--- BEGIN ---
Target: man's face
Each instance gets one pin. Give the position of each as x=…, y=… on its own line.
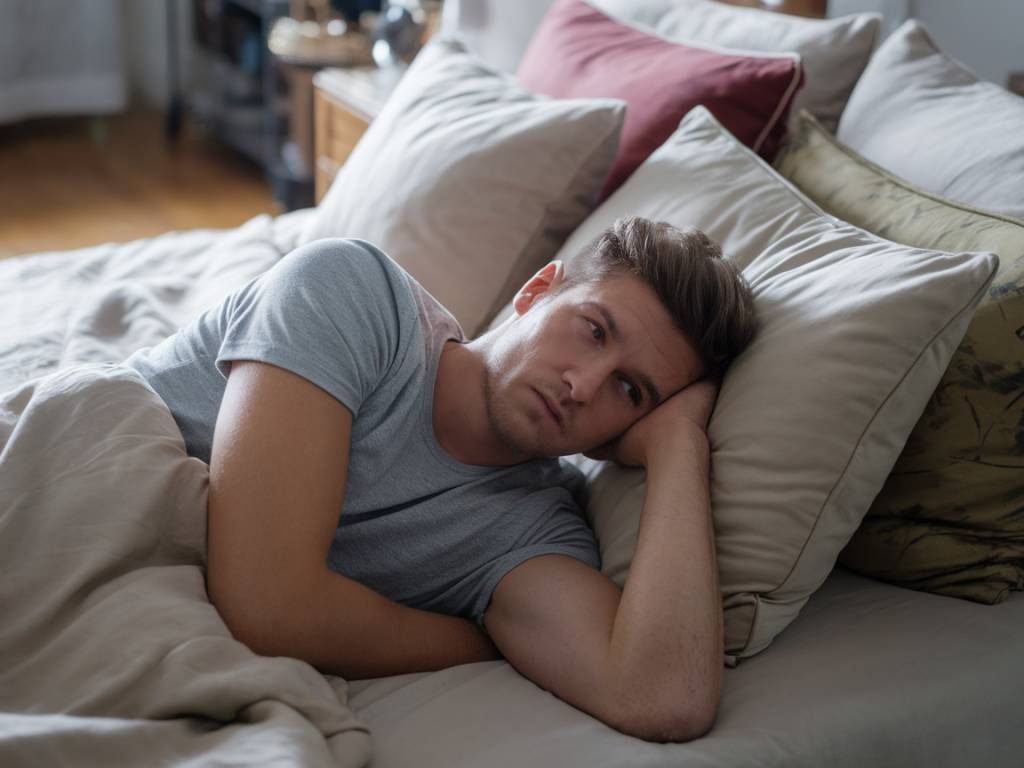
x=562, y=348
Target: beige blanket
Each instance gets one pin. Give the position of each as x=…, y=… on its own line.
x=110, y=651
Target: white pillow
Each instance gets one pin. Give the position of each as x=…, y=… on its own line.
x=470, y=181
x=925, y=117
x=855, y=333
x=834, y=51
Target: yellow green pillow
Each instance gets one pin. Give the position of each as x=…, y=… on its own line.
x=950, y=517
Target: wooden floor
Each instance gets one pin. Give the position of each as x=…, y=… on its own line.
x=69, y=182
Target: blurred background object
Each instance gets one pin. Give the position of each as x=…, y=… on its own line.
x=59, y=57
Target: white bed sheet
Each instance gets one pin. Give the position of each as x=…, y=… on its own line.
x=101, y=303
x=867, y=675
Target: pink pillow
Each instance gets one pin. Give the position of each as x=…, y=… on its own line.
x=578, y=51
--- END ---
- _Task description_
Rewrite the listing above, starting at the line containing "Target: wooden floor" and ending at the last line of the listing, with "pink pillow" replaced by "pink cushion" and everything else left unchanged.

- _Solution to the problem_
Target: wooden floor
Each instance gets one pin. Give the position of each as x=…, y=… on its own line.
x=69, y=182
Target: blurred background object
Each instance gets one pin. Give the position of each as x=…, y=… on its own line.
x=59, y=57
Target: white bed sheet
Each instance gets one pin. Give the position of each as x=…, y=… on its own line.
x=101, y=303
x=867, y=675
Target: pink cushion
Each instance gets one pin. Give the position of each as x=…, y=… on its own line.
x=578, y=51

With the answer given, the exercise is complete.